Sore itu kami sampai juga
di Kampung Cibeo, salah satu kampung
Suku Baduy Dalam. Kami melewati
beberapa rumah panggung khas Baduy. Aku duduk diteras rumah salah satu Suku
Baduy, dimana kami akan bermalam. Sapri, sang empunya rumah, dengan ramah
mempersilahkan kami memasuki rumahnya. Aku hanya menjawab masih ingin rebahan
sekedar melenturkan otot kaki yang pegal setelah perjalanan kurang lebih tiga
setengah jam, menempuh jarak 12 km, dengan tracking
start naik-turun bukit dari Ciboleger.

•••••

» **Daftar Tugas**:
a) Jawab pertanyaan berikut berdasarkan teks tentang perjalanan ke Kampung Cibeo.
(i) Kampung Cibeo merupakan salah satu kampung dari suku apa?
(ii) Siapa nama pemilik rumah tempat rombongan bermalam?
(iii) Berapa kilometer jarak perjalanan yang ditempuh?
b) Silakan ketik ulang bagian teks tentang perjalanan ke Kampung Cibeo mulai dari "Sore itu kami" hingga "bukit dari Ciboleger.", termasuk kata-kata terakhir itu, tanpa mengubah apa pun.

» **Data yang Disediakan**:
•••••

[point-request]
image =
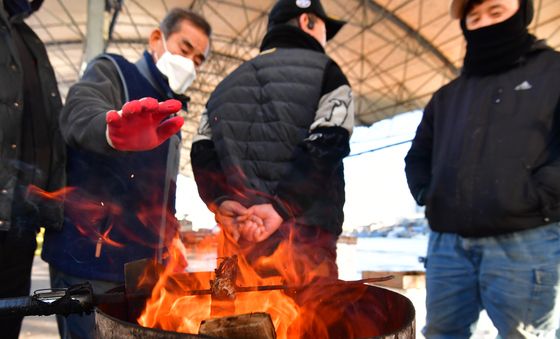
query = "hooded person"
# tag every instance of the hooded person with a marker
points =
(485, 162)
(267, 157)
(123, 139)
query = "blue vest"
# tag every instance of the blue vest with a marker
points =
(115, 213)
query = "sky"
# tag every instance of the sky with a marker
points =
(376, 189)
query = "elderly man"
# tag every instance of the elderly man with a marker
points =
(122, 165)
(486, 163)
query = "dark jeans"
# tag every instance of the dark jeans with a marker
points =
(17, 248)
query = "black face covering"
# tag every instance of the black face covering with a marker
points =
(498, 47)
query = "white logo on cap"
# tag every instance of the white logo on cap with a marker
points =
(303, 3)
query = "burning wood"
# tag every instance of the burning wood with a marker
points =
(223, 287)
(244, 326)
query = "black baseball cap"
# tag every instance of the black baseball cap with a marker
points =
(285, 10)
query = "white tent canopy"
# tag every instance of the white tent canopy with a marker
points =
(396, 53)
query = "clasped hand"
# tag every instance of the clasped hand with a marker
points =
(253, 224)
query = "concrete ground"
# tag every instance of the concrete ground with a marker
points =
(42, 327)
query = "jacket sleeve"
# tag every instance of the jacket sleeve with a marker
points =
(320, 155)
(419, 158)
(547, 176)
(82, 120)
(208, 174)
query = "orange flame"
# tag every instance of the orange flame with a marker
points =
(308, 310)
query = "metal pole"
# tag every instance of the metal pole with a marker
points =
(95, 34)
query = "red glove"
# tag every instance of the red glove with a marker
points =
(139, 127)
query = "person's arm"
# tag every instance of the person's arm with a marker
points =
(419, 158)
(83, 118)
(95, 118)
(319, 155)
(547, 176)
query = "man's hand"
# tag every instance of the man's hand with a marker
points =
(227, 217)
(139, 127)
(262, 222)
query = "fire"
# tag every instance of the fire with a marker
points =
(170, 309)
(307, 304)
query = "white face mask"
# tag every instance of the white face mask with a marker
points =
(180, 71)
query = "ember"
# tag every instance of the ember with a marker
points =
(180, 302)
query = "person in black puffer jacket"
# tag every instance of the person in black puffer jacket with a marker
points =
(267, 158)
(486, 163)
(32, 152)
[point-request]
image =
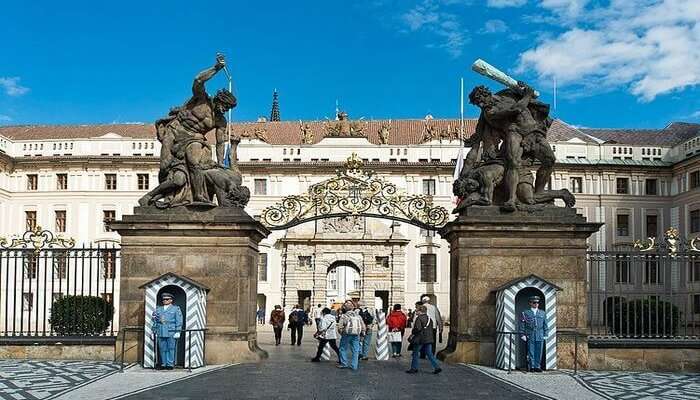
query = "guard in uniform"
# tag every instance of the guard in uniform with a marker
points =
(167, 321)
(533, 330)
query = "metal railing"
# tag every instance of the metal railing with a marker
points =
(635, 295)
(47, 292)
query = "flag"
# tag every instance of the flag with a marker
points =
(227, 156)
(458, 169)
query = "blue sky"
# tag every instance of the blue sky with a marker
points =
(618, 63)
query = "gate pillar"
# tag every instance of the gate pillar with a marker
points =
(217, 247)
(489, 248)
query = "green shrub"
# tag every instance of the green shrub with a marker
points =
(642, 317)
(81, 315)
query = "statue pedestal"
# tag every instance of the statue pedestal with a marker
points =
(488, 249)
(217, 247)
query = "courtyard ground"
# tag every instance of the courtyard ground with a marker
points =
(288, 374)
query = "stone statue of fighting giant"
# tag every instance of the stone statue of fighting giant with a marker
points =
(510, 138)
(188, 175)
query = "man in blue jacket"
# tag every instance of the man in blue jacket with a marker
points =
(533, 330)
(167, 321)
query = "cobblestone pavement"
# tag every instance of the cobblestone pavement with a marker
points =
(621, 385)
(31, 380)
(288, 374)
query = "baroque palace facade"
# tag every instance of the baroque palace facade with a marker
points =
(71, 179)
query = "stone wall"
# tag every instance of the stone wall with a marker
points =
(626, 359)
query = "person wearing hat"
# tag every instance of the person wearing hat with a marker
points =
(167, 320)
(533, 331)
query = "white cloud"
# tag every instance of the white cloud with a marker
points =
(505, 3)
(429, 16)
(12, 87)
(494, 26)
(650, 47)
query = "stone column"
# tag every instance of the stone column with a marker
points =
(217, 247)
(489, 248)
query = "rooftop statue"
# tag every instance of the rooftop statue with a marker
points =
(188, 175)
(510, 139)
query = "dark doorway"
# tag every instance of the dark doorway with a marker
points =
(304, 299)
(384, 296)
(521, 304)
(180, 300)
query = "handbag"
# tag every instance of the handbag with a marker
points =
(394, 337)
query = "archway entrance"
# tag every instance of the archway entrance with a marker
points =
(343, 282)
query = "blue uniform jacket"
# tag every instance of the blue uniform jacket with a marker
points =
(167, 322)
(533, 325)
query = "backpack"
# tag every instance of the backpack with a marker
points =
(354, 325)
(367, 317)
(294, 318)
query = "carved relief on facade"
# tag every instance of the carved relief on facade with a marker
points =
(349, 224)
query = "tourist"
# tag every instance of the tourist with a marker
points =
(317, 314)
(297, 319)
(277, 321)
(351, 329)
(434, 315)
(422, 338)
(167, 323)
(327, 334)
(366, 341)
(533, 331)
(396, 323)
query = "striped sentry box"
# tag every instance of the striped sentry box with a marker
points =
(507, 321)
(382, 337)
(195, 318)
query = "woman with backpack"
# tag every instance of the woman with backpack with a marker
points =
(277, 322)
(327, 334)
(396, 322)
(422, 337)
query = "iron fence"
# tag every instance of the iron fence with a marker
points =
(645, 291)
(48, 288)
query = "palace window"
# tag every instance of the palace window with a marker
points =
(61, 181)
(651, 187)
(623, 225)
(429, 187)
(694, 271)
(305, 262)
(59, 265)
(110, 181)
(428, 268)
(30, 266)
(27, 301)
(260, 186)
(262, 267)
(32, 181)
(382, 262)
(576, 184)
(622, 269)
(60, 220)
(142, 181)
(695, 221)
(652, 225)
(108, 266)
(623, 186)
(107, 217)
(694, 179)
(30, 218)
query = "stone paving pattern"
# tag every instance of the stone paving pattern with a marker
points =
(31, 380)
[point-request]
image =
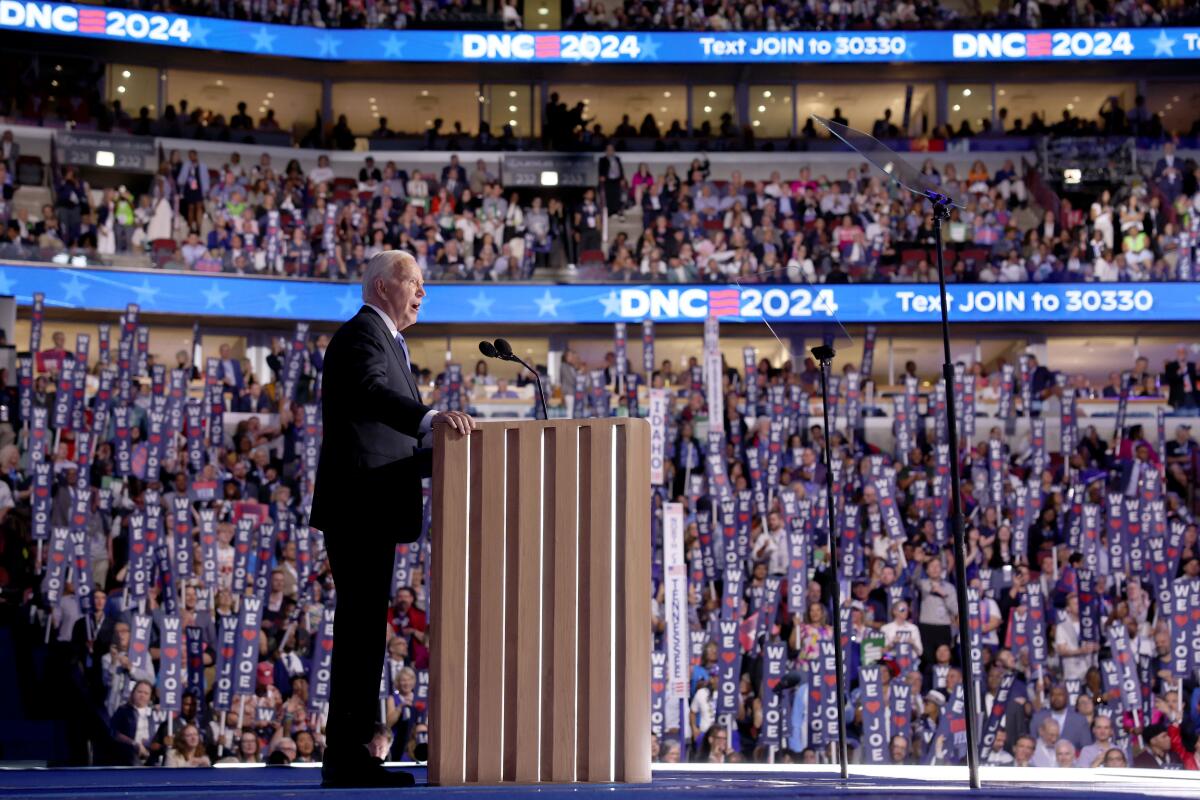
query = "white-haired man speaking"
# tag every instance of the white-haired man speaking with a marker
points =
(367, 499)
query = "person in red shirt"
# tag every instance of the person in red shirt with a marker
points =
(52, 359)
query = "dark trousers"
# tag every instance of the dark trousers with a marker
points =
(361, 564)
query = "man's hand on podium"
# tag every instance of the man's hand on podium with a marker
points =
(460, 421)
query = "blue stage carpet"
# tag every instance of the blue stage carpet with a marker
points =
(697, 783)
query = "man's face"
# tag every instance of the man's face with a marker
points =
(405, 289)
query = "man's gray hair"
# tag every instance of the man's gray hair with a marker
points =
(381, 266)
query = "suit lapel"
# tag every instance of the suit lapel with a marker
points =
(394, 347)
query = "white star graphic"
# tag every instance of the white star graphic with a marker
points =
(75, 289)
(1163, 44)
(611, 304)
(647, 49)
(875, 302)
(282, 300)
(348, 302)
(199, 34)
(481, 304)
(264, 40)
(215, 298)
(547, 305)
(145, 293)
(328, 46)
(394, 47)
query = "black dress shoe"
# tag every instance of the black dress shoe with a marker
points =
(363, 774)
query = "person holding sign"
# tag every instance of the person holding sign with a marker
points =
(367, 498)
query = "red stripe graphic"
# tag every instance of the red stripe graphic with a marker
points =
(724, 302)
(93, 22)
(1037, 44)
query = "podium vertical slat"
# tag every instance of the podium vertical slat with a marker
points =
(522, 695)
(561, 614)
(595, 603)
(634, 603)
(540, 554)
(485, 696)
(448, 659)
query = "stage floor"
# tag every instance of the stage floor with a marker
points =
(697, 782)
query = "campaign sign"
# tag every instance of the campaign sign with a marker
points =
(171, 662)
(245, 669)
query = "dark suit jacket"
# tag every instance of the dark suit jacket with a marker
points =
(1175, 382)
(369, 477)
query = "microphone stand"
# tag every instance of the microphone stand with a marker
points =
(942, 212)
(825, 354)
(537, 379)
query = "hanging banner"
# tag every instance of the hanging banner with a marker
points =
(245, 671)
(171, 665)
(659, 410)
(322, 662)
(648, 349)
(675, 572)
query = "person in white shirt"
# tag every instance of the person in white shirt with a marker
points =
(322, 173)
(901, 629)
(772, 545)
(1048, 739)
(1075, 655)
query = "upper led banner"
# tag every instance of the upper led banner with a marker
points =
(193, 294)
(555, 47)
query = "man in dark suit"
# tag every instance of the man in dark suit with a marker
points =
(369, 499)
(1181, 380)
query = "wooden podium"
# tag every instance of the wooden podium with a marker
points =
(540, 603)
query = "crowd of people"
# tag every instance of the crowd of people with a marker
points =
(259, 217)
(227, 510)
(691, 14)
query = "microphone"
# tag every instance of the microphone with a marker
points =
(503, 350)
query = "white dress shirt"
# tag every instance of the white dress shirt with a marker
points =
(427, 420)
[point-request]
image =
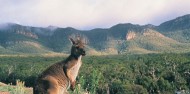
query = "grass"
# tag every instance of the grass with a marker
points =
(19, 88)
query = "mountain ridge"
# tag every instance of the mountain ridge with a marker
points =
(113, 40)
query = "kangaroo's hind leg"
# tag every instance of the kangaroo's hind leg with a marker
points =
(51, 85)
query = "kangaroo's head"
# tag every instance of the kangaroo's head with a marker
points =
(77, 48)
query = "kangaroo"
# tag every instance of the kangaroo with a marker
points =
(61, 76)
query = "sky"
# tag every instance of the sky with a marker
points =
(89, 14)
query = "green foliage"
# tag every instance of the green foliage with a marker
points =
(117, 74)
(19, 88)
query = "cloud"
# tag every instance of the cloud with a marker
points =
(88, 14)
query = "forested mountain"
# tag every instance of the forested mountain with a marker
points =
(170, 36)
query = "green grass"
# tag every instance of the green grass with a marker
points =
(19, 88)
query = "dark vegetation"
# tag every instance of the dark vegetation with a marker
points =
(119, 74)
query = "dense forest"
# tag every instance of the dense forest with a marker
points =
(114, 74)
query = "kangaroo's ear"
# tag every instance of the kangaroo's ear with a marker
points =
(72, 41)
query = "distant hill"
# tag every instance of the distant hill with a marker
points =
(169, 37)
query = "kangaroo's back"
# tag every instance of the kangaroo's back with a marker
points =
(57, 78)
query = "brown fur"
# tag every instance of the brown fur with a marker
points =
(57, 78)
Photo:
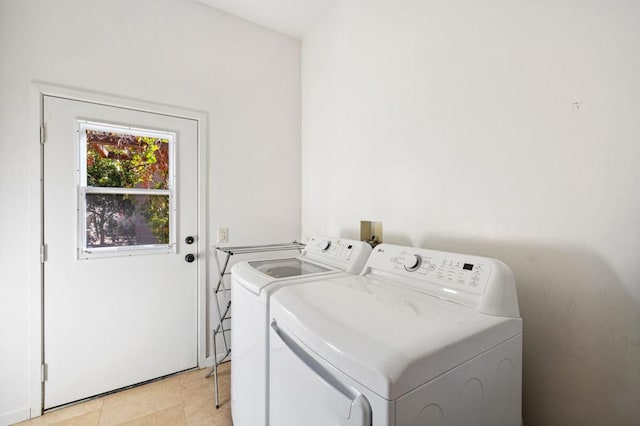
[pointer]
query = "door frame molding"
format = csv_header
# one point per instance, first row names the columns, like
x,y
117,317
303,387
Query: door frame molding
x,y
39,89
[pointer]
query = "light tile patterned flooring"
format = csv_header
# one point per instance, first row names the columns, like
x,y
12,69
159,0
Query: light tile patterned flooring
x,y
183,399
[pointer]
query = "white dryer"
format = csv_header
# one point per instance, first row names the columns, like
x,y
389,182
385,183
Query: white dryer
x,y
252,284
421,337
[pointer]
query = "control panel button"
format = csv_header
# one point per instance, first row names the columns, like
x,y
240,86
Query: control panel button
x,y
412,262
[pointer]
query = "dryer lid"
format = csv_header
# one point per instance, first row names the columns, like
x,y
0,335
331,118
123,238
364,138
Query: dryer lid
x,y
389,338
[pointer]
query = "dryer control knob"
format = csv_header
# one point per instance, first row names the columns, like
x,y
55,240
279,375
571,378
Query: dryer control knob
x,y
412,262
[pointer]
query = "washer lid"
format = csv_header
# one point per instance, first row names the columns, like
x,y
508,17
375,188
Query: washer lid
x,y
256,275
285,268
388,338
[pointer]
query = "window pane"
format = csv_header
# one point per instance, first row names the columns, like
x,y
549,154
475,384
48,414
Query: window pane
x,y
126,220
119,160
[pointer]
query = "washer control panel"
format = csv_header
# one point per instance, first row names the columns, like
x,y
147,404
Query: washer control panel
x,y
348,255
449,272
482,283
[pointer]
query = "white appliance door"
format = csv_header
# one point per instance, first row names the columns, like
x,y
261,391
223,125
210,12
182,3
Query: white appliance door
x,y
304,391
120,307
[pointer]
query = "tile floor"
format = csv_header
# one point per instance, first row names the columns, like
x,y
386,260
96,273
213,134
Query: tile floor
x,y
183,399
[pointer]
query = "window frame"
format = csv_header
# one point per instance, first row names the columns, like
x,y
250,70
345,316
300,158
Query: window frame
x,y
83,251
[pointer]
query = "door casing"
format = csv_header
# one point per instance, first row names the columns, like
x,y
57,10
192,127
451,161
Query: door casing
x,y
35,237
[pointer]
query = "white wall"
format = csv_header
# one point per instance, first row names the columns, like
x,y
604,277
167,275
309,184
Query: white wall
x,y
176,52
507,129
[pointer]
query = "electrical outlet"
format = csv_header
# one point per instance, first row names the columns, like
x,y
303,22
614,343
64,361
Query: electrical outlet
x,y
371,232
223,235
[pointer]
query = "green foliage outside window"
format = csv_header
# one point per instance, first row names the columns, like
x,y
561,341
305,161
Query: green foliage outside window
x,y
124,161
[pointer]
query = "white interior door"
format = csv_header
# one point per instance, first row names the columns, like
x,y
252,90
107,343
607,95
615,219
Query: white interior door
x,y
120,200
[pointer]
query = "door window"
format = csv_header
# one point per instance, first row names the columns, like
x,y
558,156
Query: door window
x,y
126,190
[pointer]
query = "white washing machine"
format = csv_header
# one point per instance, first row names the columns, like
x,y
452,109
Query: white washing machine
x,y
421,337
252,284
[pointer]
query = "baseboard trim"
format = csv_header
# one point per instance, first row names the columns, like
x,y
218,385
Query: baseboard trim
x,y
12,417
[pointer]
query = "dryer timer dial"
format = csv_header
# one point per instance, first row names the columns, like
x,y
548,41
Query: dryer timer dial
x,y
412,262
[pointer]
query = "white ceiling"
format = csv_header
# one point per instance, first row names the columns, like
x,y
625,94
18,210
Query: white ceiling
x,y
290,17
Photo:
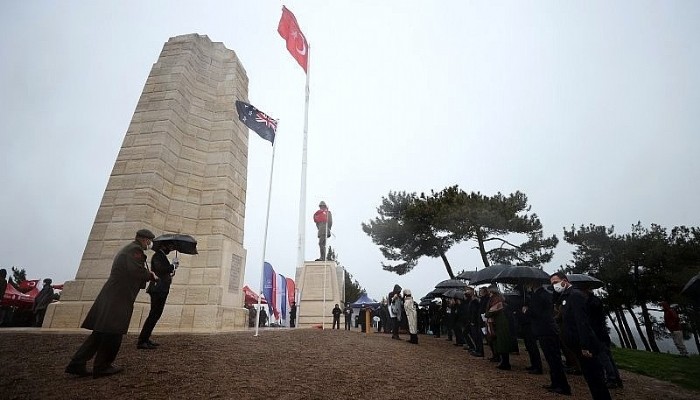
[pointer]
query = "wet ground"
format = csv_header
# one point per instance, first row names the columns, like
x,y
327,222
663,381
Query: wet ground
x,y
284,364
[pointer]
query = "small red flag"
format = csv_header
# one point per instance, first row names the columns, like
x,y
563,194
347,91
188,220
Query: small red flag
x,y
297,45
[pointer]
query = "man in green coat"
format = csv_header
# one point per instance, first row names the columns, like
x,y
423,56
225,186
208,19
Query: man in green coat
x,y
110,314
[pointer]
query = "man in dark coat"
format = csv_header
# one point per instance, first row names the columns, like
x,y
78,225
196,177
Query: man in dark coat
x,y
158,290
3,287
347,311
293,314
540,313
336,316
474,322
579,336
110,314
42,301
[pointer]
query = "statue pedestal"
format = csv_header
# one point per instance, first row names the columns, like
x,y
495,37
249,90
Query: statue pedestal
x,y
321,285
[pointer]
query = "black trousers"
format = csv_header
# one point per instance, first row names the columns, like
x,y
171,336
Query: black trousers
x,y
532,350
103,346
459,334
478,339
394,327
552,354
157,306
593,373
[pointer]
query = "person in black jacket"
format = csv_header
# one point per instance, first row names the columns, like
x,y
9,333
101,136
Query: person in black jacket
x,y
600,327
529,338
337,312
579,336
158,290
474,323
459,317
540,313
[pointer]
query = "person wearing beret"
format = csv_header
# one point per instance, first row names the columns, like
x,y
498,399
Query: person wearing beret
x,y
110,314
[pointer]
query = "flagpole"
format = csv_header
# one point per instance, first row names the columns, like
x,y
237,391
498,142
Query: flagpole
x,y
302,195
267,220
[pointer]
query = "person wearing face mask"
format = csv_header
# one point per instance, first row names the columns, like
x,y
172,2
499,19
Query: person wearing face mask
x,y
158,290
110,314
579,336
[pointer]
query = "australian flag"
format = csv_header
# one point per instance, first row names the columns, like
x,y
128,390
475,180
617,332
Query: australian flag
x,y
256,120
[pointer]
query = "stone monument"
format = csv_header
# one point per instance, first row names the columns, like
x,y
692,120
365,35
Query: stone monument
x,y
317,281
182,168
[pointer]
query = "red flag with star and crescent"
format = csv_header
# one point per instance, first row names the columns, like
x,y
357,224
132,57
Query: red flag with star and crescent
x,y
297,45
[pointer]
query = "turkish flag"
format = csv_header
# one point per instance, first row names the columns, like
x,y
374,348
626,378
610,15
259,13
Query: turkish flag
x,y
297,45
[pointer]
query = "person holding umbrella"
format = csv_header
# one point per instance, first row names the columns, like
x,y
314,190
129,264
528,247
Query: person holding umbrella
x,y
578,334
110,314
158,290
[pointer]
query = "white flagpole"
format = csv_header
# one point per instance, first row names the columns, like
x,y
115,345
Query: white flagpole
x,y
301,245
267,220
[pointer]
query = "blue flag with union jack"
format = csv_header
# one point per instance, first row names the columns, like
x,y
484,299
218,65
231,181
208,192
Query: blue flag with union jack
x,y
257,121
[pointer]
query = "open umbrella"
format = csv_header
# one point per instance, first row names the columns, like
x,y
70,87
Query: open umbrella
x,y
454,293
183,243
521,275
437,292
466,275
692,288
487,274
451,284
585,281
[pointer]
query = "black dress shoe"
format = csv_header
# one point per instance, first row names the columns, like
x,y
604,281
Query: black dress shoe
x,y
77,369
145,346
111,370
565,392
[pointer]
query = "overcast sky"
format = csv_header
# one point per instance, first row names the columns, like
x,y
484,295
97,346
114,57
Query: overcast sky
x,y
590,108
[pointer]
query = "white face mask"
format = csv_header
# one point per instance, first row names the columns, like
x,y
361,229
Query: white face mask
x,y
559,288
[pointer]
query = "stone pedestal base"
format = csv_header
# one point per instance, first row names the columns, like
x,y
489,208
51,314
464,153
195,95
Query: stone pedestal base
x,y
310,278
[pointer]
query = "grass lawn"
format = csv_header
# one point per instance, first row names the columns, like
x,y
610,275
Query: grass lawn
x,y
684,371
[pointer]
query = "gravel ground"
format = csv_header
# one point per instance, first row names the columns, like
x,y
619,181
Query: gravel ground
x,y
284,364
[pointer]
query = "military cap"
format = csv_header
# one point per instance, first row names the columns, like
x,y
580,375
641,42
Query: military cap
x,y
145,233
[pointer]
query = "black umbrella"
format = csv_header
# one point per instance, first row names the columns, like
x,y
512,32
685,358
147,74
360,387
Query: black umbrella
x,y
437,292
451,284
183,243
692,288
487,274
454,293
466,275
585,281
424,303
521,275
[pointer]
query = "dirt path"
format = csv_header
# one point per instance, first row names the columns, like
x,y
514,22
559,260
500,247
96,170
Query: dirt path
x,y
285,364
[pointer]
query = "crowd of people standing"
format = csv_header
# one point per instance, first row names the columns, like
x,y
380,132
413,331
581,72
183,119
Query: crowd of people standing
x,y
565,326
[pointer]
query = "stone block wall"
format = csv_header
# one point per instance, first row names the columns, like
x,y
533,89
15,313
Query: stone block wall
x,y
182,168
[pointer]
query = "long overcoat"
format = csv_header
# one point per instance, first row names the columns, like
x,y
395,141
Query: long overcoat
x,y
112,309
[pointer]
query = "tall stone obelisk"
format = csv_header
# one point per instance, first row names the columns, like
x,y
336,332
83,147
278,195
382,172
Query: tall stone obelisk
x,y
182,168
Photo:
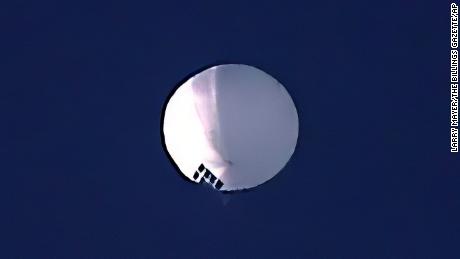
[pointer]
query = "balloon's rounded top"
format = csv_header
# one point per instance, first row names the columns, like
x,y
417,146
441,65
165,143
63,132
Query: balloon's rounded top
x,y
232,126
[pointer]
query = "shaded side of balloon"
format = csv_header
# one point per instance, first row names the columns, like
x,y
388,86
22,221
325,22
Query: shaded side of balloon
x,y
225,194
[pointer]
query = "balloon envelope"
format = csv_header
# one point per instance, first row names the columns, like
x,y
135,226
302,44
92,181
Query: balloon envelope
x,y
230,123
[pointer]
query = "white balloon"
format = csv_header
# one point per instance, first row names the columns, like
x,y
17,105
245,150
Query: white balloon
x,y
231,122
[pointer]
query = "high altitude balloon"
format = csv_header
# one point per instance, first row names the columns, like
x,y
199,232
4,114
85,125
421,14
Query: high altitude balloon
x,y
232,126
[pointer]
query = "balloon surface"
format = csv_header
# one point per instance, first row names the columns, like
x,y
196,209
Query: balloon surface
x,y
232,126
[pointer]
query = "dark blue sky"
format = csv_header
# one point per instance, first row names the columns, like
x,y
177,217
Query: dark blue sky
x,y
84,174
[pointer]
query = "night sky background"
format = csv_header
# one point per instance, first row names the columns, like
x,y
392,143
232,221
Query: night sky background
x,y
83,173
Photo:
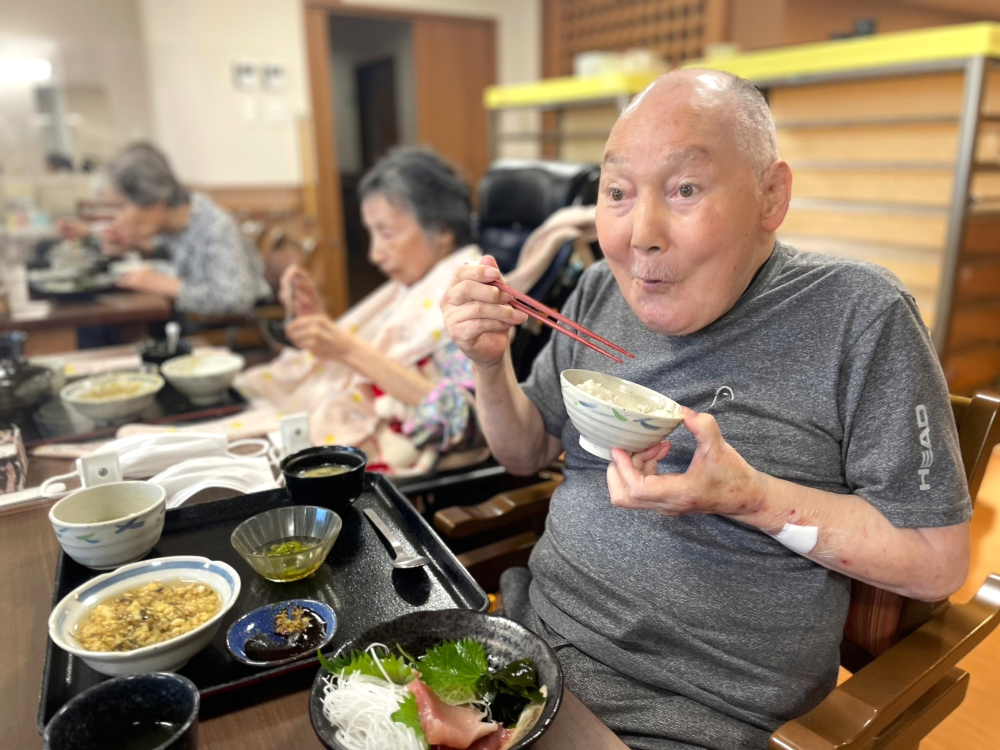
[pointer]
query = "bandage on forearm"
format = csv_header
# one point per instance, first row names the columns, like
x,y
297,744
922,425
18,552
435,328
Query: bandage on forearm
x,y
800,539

•••••

» **Jawaban Latihan**:
a)
(i) Suku Baduy Dalam
(ii) Sapri
(iii) 12 km

b)
Sore itu kami sampai juga
di Kampung Cibeo, salah satu kampung
Suku Baduy Dalam. Kami melewati
beberapa rumah panggung khas Baduy. Aku duduk diteras rumah salah satu Suku
Baduy, dimana kami akan bermalam. Sapri, sang empunya rumah, dengan ramah
mempersilahkan kami memasuki rumahnya. Aku hanya menjawab masih ingin rebahan
sekedar melenturkan otot kaki yang pegal setelah perjalanan kurang lebih tiga
setengah jam, menempuh jarak 12 km, dengan tracking
start naik-turun bukit dari Ciboleger.